* BEGIN *
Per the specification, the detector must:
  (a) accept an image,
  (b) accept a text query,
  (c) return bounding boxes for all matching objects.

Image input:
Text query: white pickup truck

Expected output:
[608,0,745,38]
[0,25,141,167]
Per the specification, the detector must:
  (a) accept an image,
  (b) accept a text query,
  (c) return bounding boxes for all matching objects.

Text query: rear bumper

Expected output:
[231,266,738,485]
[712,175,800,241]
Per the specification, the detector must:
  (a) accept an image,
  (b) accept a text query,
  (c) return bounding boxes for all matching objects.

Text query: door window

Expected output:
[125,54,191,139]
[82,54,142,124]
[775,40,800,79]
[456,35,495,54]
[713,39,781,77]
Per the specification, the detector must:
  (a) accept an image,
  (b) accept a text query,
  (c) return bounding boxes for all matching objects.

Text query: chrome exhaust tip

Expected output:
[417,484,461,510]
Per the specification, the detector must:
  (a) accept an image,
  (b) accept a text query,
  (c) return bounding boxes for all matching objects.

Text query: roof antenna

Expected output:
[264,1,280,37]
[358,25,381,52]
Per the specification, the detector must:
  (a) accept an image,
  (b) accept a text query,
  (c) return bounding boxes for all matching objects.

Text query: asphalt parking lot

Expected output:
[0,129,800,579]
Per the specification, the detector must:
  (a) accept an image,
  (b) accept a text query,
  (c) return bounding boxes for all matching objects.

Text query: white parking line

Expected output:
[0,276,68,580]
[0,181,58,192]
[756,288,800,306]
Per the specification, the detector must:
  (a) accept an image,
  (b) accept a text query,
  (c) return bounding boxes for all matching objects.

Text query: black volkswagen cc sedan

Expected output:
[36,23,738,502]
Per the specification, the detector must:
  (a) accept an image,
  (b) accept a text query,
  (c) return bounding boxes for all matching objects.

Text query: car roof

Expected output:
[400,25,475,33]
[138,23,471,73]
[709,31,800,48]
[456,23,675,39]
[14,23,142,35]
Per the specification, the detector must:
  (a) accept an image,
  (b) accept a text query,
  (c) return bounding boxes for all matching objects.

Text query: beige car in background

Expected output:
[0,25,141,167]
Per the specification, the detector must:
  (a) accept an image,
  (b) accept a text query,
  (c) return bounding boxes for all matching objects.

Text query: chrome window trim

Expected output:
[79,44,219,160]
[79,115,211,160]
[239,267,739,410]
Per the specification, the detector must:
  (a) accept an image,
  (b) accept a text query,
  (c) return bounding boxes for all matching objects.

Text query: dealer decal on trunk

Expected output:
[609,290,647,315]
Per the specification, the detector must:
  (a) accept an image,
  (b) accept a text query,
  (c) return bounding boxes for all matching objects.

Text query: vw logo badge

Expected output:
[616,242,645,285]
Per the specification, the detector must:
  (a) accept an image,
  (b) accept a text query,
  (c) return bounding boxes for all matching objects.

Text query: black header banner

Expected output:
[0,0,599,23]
* END *
* BEGIN *
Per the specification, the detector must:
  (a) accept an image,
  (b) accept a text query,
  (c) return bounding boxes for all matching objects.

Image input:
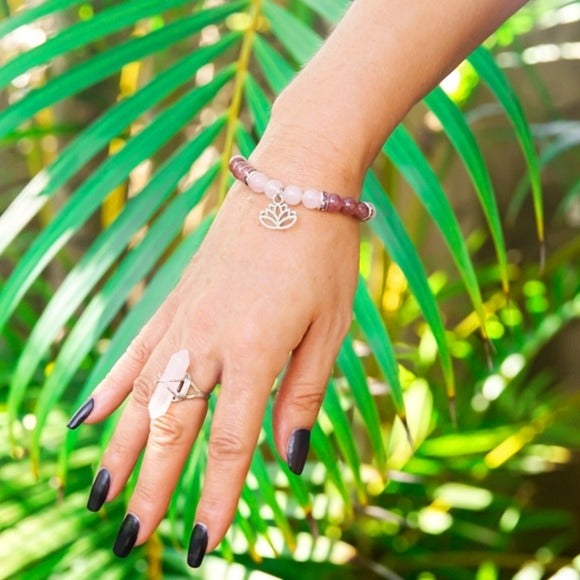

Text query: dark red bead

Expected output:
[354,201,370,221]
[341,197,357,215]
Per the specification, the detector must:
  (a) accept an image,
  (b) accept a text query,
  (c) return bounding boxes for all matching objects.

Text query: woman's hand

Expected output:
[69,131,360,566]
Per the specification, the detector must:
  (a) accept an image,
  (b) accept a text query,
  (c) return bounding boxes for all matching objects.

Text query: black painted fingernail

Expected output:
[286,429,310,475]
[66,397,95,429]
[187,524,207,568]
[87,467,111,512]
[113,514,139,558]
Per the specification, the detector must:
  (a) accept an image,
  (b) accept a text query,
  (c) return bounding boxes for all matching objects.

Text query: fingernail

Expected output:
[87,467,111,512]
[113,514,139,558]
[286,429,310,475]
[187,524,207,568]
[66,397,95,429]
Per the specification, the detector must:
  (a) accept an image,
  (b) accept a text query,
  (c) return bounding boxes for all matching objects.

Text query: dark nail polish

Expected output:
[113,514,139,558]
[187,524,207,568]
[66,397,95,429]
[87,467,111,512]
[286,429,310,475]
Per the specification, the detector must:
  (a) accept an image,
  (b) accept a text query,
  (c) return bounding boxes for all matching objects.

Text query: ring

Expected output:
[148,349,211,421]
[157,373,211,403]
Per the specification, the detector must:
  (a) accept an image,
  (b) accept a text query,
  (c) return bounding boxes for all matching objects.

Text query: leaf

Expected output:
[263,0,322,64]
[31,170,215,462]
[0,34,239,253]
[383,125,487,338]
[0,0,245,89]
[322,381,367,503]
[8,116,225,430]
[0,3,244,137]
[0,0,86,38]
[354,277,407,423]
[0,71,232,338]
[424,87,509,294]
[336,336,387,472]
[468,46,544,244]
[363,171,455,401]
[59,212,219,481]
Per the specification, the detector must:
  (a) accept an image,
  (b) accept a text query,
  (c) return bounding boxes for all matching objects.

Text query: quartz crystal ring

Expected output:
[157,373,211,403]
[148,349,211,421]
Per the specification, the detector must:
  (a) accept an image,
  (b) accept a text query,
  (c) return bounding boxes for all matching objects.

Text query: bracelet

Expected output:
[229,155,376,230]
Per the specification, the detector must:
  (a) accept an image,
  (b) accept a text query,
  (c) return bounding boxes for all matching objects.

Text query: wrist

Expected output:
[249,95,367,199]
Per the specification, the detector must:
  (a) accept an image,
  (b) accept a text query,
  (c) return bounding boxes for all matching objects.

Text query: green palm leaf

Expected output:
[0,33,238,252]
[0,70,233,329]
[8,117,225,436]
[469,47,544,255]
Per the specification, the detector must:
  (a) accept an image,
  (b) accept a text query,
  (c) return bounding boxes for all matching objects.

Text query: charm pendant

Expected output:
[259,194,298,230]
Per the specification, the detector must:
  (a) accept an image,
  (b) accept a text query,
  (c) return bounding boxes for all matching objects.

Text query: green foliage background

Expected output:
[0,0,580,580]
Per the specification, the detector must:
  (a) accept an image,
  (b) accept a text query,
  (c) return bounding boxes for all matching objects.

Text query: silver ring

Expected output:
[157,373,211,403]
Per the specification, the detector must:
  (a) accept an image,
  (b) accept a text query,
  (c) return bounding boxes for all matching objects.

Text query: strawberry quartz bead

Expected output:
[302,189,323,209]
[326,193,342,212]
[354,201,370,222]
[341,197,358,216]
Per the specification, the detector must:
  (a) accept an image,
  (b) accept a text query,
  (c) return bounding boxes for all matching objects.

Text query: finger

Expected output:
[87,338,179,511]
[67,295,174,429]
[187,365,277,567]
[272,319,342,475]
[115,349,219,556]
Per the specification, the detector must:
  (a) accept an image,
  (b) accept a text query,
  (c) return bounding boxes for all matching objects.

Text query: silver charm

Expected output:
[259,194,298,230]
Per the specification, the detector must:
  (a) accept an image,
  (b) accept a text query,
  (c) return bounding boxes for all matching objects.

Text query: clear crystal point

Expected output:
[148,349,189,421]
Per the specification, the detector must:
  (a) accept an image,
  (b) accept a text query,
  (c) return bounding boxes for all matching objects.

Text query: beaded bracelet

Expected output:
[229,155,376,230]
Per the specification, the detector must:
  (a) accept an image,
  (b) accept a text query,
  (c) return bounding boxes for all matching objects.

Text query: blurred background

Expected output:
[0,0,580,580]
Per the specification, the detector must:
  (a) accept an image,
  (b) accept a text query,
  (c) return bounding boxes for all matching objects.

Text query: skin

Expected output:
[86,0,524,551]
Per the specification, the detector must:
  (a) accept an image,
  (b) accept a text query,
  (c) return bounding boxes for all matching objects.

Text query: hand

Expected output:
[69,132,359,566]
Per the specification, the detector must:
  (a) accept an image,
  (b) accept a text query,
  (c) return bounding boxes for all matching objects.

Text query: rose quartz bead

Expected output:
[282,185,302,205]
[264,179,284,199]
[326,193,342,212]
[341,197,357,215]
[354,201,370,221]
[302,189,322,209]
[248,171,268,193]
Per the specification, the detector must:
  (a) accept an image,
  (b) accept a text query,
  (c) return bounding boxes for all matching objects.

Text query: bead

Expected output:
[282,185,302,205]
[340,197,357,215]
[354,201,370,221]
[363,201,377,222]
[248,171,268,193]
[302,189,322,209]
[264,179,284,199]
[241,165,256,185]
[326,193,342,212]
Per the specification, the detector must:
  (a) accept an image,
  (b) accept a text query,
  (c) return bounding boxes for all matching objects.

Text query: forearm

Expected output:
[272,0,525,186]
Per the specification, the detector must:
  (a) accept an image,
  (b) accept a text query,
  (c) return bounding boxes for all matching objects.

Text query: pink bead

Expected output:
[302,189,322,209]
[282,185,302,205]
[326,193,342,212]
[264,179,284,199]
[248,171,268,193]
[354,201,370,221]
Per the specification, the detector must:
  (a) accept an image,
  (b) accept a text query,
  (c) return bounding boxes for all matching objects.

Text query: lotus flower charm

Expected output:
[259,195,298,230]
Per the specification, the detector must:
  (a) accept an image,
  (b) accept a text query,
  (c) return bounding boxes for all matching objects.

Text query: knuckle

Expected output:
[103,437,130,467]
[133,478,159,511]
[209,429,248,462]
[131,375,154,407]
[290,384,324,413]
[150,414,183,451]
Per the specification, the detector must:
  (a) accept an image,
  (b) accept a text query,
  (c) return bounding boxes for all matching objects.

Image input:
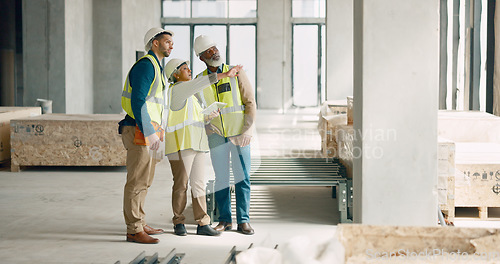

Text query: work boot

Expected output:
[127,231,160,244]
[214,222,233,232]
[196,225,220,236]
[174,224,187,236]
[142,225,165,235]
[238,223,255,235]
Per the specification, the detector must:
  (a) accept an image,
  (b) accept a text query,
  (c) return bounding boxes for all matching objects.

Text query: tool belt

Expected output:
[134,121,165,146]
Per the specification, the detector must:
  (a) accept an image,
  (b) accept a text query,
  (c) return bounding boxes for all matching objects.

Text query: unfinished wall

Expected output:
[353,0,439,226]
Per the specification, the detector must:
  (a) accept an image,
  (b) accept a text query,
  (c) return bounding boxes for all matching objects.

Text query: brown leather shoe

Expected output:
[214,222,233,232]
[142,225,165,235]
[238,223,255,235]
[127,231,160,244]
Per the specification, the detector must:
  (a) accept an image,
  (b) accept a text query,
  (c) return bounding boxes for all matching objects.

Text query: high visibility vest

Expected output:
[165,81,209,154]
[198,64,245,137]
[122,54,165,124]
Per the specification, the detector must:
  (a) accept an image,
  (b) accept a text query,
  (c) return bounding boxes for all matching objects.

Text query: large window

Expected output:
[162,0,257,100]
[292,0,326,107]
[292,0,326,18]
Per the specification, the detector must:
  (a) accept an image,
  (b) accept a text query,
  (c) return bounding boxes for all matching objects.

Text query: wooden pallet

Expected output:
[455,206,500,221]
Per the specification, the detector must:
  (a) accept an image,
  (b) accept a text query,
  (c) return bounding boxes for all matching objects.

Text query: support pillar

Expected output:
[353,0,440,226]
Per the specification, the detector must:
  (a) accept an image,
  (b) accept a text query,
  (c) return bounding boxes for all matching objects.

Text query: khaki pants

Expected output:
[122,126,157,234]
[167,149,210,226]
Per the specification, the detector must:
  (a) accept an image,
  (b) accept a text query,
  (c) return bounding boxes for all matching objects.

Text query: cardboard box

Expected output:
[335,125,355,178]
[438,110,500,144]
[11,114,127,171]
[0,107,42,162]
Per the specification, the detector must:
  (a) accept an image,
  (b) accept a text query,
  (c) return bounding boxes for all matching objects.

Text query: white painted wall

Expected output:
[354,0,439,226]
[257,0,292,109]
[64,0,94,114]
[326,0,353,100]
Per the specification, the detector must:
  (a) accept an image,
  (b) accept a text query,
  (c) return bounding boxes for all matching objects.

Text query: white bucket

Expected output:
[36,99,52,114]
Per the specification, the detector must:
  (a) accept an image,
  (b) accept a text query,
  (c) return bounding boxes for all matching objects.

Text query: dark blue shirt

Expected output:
* END *
Task details: List every line in the records that contains the word "roof", matching case exactly.

Expected answer:
Text query: roof antenna
Text query: car roof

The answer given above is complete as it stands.